---------- Selected excerpt

The output SDR of the TP is determined via a winner-take-all competition based on the persistence values of the bits in the UP. The output of the TP at a given time step is the set of bits with the top X% persistence in that time step. Here X is a configurable parameter that defaults to 20%.

Learning Rules

Learning in the TP occurs through changing the synapse permanence in the modified SP. This is done according to three rules: a modification of the standard SP learning rule, plus two additional rules.

Modified SP Learning

Similar to the SP learning algorithm, when the SP column is active, its synapses with active predicted pre-synaptic cells have their permanence increased and all other synapses for that column have their permanence decreased. The difference from the standard SP learning rule is that only active predicted cells have their permanence increased with the TP whereas all active cells do with the standard SP. The reason for doing this is that we only want to create stable representations of learned sequences, which in turn produce predicted activations.
Forward Learning

In forward learning those columns corresponding to active bits in the output SDR of the TP (the SDR that results after performing the sparsification in step #3 above) have the permanence of their synapses with active predicted pre-synaptic cells increased. The means that permanence can be increased even if the corresponding modified SP column is inactive. Additionally, there is no permanence decrement rule for inactive pre-synaptic cells.

The result of forward learning is that columns that have in past time steps contributed sufficient persistence to the UP will learn to also become active by the current state, further reinforcing the persistence of the corresponding TP output bit over the duration of the sequence.
Backward Learning

Like in forward learning, the “post-synaptic cells” that determine whether learning takes place are the bits of the TP output SDR rather than the modified SP columns. However, instead of taking inputs from the cell states at the current time step, the backward learning rule iterates over a fixed number of time steps into the past, and increases synapse permanence for any synapse for which the pre-synaptic cell is active predicted in any of those past time steps. Similarly to forward learning, there is no permanence decrement rule.

Whereas forward learning causes TP output bits that were active early in a sequence to continue to be active later in the sequence, backward learning has the opposite effect of causing TP output bits that are active late in a sequence to become active earlier in the sequence. Because the learning rules only operate on active predicted cells, the TP will only form stable representations of sequences that have previously been learned and therefore predicted by the TM. This prevents the TP from forming stable representations of random inputs that do not represent repeated temporal structure found in the input.

Pseudocode for the learning rules follows:

For each time step t:
  For each column c:
    For each potentially connected synapse s:

      # Standard SP learning rule
      If columnActive(t, c):
        If synapseActive(t, s):
          increasePermanence(s)

--------------------
---------- Excerpted data

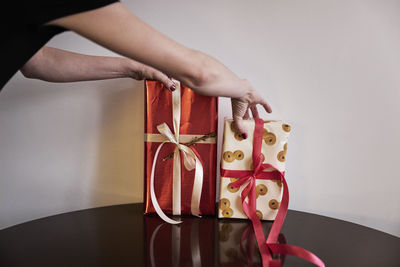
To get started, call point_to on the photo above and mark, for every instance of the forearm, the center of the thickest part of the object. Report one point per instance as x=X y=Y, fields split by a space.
x=116 y=28
x=56 y=65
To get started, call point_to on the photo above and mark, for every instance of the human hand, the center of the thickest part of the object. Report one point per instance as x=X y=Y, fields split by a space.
x=242 y=105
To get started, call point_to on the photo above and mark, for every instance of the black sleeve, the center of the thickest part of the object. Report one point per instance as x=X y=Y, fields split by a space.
x=23 y=32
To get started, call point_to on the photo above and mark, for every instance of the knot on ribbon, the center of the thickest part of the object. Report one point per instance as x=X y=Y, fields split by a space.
x=189 y=158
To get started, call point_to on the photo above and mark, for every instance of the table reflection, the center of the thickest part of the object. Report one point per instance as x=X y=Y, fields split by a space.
x=202 y=242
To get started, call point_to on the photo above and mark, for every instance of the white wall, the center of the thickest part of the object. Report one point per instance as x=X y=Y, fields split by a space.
x=328 y=68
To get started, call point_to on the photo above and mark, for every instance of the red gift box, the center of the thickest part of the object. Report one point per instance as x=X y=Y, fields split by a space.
x=198 y=117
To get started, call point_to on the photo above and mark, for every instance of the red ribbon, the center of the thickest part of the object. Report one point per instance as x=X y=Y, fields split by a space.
x=269 y=245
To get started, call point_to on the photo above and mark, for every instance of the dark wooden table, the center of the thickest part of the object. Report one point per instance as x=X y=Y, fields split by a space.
x=122 y=236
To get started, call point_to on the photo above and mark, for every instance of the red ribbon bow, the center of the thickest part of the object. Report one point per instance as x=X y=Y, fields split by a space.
x=269 y=245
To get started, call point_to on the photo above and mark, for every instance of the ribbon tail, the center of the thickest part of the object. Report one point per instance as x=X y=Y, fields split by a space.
x=153 y=194
x=197 y=187
x=297 y=252
x=176 y=183
x=195 y=244
x=153 y=237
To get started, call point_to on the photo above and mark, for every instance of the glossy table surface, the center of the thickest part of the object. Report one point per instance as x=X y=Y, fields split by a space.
x=122 y=236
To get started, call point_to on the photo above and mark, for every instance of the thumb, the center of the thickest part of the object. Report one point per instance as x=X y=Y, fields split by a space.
x=240 y=127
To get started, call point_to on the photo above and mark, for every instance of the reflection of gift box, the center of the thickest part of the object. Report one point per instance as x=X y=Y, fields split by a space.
x=237 y=155
x=195 y=117
x=189 y=244
x=237 y=245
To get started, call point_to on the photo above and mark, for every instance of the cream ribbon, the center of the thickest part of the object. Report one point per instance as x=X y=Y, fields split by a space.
x=191 y=161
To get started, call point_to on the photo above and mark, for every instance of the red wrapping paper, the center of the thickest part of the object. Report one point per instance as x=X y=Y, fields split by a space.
x=199 y=116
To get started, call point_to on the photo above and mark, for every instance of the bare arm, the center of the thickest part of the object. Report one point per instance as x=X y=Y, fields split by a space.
x=56 y=65
x=117 y=29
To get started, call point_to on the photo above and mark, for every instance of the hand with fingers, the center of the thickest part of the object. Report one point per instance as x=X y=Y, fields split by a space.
x=242 y=105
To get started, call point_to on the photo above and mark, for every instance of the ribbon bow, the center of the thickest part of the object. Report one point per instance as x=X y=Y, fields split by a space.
x=191 y=161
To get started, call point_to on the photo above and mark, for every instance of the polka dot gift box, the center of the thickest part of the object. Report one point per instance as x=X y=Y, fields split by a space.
x=237 y=156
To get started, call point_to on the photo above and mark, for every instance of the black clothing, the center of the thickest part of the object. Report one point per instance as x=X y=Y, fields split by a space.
x=23 y=32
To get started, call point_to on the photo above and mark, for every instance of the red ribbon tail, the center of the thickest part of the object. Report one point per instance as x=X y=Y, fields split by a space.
x=297 y=252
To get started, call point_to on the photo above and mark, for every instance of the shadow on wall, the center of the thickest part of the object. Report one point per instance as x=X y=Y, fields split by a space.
x=119 y=163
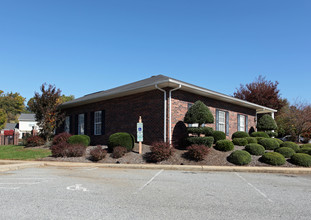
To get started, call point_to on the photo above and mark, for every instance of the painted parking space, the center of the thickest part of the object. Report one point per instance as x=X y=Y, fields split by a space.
x=87 y=193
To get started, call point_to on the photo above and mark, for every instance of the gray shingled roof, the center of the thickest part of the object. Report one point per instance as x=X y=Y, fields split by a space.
x=27 y=117
x=162 y=81
x=10 y=126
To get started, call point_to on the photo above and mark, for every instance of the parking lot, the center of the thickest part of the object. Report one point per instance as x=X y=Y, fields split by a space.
x=101 y=193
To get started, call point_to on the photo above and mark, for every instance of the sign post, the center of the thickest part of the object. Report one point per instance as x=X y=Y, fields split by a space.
x=140 y=136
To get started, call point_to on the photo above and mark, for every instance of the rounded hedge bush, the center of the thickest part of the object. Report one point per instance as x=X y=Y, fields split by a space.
x=122 y=139
x=273 y=158
x=305 y=150
x=224 y=145
x=218 y=135
x=80 y=139
x=269 y=143
x=255 y=149
x=291 y=145
x=260 y=134
x=239 y=134
x=301 y=159
x=251 y=140
x=239 y=157
x=285 y=151
x=207 y=141
x=279 y=141
x=239 y=141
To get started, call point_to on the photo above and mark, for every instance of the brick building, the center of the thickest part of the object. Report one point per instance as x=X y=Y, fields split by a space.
x=162 y=102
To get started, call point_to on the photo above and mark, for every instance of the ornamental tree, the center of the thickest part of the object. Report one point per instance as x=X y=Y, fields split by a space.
x=266 y=123
x=46 y=109
x=199 y=113
x=3 y=118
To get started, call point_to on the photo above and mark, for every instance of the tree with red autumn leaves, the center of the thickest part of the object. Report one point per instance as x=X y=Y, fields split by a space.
x=46 y=109
x=262 y=92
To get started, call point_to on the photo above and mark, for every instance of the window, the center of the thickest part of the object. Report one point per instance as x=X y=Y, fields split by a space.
x=97 y=123
x=222 y=121
x=243 y=123
x=81 y=124
x=67 y=124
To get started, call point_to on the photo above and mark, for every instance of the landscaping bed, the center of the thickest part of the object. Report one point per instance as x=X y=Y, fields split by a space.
x=214 y=158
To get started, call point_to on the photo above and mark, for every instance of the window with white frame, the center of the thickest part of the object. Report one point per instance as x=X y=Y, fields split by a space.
x=67 y=124
x=242 y=123
x=222 y=121
x=81 y=124
x=97 y=123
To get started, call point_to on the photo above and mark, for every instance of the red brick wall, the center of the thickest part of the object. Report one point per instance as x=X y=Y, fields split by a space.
x=180 y=100
x=121 y=115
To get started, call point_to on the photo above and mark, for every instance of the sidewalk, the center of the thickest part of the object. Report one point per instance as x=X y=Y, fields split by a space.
x=7 y=165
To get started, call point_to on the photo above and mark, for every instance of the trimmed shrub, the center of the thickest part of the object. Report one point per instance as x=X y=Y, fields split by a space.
x=269 y=143
x=239 y=134
x=160 y=151
x=290 y=144
x=305 y=150
x=199 y=113
x=266 y=123
x=207 y=131
x=68 y=150
x=35 y=141
x=251 y=140
x=197 y=152
x=239 y=141
x=260 y=134
x=301 y=159
x=272 y=133
x=97 y=153
x=255 y=149
x=118 y=152
x=207 y=141
x=239 y=157
x=80 y=139
x=224 y=145
x=273 y=158
x=218 y=135
x=279 y=141
x=285 y=151
x=122 y=139
x=61 y=138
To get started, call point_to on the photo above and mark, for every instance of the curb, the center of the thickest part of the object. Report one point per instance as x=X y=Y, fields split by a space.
x=14 y=165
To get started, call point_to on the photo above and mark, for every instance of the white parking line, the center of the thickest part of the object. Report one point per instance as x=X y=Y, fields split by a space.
x=261 y=193
x=146 y=184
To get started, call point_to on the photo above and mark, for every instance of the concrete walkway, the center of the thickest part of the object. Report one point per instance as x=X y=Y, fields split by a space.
x=7 y=165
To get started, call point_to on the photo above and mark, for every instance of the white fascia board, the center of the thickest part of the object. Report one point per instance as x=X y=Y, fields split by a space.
x=225 y=98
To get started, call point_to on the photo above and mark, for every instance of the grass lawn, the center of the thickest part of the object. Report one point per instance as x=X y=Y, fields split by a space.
x=21 y=153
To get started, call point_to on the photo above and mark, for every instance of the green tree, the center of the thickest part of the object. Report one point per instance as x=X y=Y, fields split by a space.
x=3 y=118
x=63 y=98
x=46 y=109
x=12 y=104
x=199 y=113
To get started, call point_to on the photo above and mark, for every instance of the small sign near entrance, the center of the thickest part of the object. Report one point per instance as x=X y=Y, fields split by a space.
x=140 y=136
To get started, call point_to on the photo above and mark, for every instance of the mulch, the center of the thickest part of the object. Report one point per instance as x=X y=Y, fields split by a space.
x=214 y=158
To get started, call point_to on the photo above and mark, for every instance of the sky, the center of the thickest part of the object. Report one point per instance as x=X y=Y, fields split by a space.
x=87 y=46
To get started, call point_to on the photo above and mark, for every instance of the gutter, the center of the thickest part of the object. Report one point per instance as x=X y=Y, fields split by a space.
x=156 y=86
x=170 y=119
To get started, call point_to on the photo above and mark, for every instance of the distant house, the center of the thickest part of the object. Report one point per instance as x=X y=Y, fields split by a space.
x=27 y=122
x=162 y=102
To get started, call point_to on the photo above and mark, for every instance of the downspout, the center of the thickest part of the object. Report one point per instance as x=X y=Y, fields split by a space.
x=170 y=113
x=164 y=110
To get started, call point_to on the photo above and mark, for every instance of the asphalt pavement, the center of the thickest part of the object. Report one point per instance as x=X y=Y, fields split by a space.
x=103 y=193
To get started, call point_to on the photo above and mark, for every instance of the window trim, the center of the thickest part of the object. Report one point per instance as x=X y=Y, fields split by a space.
x=97 y=122
x=81 y=118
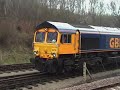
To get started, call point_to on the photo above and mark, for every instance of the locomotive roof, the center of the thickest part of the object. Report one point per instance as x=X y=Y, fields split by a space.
x=65 y=27
x=61 y=27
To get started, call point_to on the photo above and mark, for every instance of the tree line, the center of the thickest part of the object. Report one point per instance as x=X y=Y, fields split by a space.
x=21 y=16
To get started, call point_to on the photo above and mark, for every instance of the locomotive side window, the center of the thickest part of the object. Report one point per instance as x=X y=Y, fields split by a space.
x=66 y=38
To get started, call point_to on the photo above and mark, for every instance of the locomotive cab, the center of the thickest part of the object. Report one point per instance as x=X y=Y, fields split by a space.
x=54 y=44
x=46 y=43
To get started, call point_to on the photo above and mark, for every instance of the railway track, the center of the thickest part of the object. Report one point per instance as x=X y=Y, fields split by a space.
x=104 y=84
x=16 y=67
x=24 y=80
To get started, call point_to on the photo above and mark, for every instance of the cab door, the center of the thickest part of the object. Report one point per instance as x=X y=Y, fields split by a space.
x=69 y=43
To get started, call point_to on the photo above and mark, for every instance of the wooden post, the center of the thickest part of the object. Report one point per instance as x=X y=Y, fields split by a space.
x=84 y=71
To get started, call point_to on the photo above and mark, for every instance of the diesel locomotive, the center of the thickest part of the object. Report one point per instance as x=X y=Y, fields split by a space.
x=62 y=47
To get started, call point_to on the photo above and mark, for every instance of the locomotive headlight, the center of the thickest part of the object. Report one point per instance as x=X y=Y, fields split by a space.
x=54 y=55
x=35 y=52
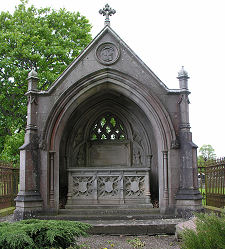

--------------------

• **Questions on the material**:
**1.** Name the three learning rules that the temporal pooler excerpt gives as section headings.
**2.** In the temporal pooler excerpt, what is the default value of the configurable parameter X?
**3.** Reproduce the stretch of the temporal pooler excerpt from "The result of" through "permanence decrement rule.".
The lines have no connection to the temporal pooler excerpt.

• **Answers to this exercise**:
**1.** Modified SP Learning, Forward Learning, Backward Learning

**2.** 20%

**3.**
The result of forward learning is that columns that have in past time steps contributed sufficient persistence to the UP will learn to also become active by the current state, further reinforcing the persistence of the corresponding TP output bit over the duration of the sequence.
Backward Learning

Like in forward learning, the “post-synaptic cells” that determine whether learning takes place are the bits of the TP output SDR rather than the modified SP columns. However, instead of taking inputs from the cell states at the current time step, the backward learning rule iterates over a fixed number of time steps into the past, and increases synapse permanence for any synapse for which the pre-synaptic cell is active predicted in any of those past time steps. Similarly to forward learning, there is no permanence decrement rule.